課題の目的 -
下にある東福寺の贋物についての文章から、「出品していたのはベテランのセミプロでしたが、私の見たところ故意ではなく」から「(そこには本もの?偽もの?とは書いてないのですゾ)」までをすべて、一字も変えずに再掲せよ。

提示文 -
正面から見ての効果をあらかじめ計算し、迫力が感じられるように
故意にその位置を前方にずらしていたのです


この画像からもその様子は推測できますね

このように、東福寺の発想は常識にとらわれない柔軟さが身上です
独学で身に着けた独自の感性なのでしょう

2004年10月22日金曜日

東福寺真贋問答

正解は「偽もの」

盆栽小鉢の世界で「偽ものが出れば作家は一人前」などと物騒な論理さえあるのですが
とにかく東福寺には贋物が多い

近年では涌泉・石州・雄山などの絵鉢にさえも贋物が登場し、趣味の世界での悲劇があとを絶ちません
「贋物は掴んだ人が勉強不足、授業料だと思って諦めな」なんて言う人がいますが

とんでもない、そんな意味のない授業料など一文たりとも払う必要はありませんよ
それは売る側の、自己を正当化する言い訳にしか過ぎないのです

さて、この東福寺の贋物はかなり上出来のクラス
というのは、見分けがつきにくい方です

最近、この手と同じ作品が、あるプロ・アマ混合の交換会に本ものとして出品され
本ものとして売買されていたのを目撃したのです

出品していたのはベテランのセミプロでしたが、私の見たところ故意ではなく
本ものと固く信じていたようです

しかし、この悪意がない、故意ではない、が始末が悪い
偽ものはどう転んだって本ものにはならないんですから、買った人が一方的な被害者になることが多いのです

ましてや、アマチュアの方だとはたから見ているのが辛いですね
みなさん、とにかく勉強しましょう

このように画像を見せられて「本もの?それとも偽もの?」と問われた場合はわりと冷静に判断できますが
売店などで、買う気で実物を手にしたときは、案外気がつかないのですよ
(そこには本もの?偽もの?とは書いてないのですゾ)

抽出一覧 -
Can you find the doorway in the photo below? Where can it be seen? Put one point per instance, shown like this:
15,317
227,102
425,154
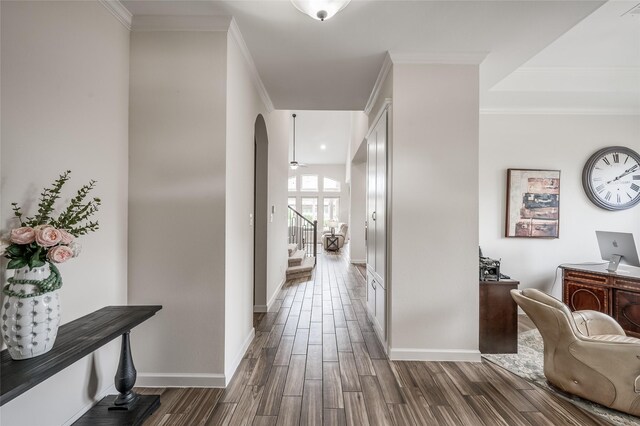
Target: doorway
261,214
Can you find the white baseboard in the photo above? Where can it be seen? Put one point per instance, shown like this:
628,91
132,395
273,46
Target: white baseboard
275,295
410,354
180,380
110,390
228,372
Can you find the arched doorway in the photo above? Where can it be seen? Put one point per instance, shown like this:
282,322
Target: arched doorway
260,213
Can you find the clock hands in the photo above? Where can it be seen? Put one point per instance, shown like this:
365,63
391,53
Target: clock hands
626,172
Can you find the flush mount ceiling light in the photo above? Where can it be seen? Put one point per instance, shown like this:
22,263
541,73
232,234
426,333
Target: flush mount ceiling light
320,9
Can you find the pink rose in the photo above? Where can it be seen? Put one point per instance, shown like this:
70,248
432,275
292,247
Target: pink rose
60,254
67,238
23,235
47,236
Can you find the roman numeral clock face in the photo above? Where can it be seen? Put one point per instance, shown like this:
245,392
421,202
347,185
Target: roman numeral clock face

回答全文 -
出品していたのはベテランのセミプロでしたが、私の見たところ故意ではなく
本ものと固く信じていたようです

しかし、この悪意がない、故意ではない、が始末が悪い
偽ものはどう転んだって本ものにはならないんですから、買った人が一方的な被害者になることが多いのです

ましてや、アマチュアの方だとはたから見ているのが辛いですね
みなさん、とにかく勉強しましょう

このように画像を見せられて「本もの?それとも偽もの?」と問われた場合はわりと冷静に判断できますが
売店などで、買う気で実物を手にしたときは、案外気がつかないのですよ
(そこには本もの?偽もの?とは書いてないのですゾ)